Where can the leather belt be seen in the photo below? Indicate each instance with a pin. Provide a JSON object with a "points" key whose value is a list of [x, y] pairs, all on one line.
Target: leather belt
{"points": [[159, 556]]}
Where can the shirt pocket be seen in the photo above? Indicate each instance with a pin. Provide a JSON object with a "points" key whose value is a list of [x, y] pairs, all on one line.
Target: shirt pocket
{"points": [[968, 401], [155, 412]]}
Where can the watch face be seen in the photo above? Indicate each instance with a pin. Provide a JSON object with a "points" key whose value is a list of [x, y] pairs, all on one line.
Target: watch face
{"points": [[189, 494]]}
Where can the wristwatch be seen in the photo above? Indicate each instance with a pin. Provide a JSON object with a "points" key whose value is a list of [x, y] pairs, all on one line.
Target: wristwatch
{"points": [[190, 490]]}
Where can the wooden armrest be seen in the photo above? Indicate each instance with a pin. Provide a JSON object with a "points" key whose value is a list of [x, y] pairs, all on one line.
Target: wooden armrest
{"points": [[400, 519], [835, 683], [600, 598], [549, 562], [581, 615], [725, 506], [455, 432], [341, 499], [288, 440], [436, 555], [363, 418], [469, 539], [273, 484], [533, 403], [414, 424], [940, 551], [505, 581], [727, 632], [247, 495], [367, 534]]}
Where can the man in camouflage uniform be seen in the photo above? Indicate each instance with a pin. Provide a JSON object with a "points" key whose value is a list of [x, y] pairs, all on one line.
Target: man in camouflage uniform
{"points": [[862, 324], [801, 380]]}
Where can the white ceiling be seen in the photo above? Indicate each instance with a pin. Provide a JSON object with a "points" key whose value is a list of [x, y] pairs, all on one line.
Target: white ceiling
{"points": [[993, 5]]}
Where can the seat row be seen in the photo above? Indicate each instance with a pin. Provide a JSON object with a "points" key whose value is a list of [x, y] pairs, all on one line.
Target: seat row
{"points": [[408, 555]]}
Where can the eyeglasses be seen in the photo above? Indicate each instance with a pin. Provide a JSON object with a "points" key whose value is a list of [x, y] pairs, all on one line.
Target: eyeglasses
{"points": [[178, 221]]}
+ + + +
> _TASK GOAL_
Copy every record precisely, omitting nothing.

> _RESPONSE TO THIS EXERCISE_
Where can the leather belt be seen in the photo below? Indicate each instance with a pin. Provide a JSON object with a "points" key whose value is a list of [x, y] pairs, all on one line.
Target: leather belt
{"points": [[159, 556]]}
Where can the shirt pocket be seen in the photo above? Indicate each instance with a pin. Provide a JSON object with a "points" key whose value is a list of [x, y] pairs, all on one line.
Target: shirt pocket
{"points": [[968, 401], [155, 412]]}
Where can the watch face be seen in the photo above? Indicate each instance with a pin. Provide a JSON object with a "points" key whose value is a list of [x, y] pairs, all on one line.
Target: watch face
{"points": [[189, 494]]}
Where can the wristwatch be seen in the photo above? Indicate each instance with a pin. Provide a JSON object with a "points" key whose value is a list of [x, y] pairs, all on one line.
Target: wristwatch
{"points": [[190, 490]]}
Where can the wooden armrest be seen in the photo above? Indicate each instance with a pin. Provide a JSON object with a "points" key whose value is a list of [x, y] pairs, all on one line.
Target: wooden armrest
{"points": [[400, 519], [835, 683], [600, 598], [549, 562], [581, 615], [725, 506], [455, 432], [341, 499], [288, 440], [436, 555], [363, 418], [469, 539], [273, 484], [533, 403], [414, 424], [940, 551], [505, 581], [727, 632], [247, 495], [367, 534]]}
Where can the man in camouflage uniform be seen in the photo above? Indicate each instance with a pin. Provide a JSON object with a "points" key whose value is a list of [x, y] pairs, all on one line.
Target: man in camouflage uniform
{"points": [[862, 324], [801, 380]]}
Where can the white ceiling be seen in the photo above? Indicate each instance with a pin. Provide a JSON object with a "points" key whose value is a list of [x, y] pairs, all on one line.
Target: white ceiling
{"points": [[993, 5]]}
Where can the seat row be seen in the photo above? Indicate each instance with a pin. Provide a JSON object with a "points" key whose value is a list of [x, y] pairs, all on one line.
Target: seat row
{"points": [[408, 555]]}
Where can the eyeglasses be seen in the photo above? Indicate each instance with a pin. Provide a JSON object with a "points" key whose value is a list of [x, y] pairs, all on one line.
Target: eyeglasses
{"points": [[178, 221]]}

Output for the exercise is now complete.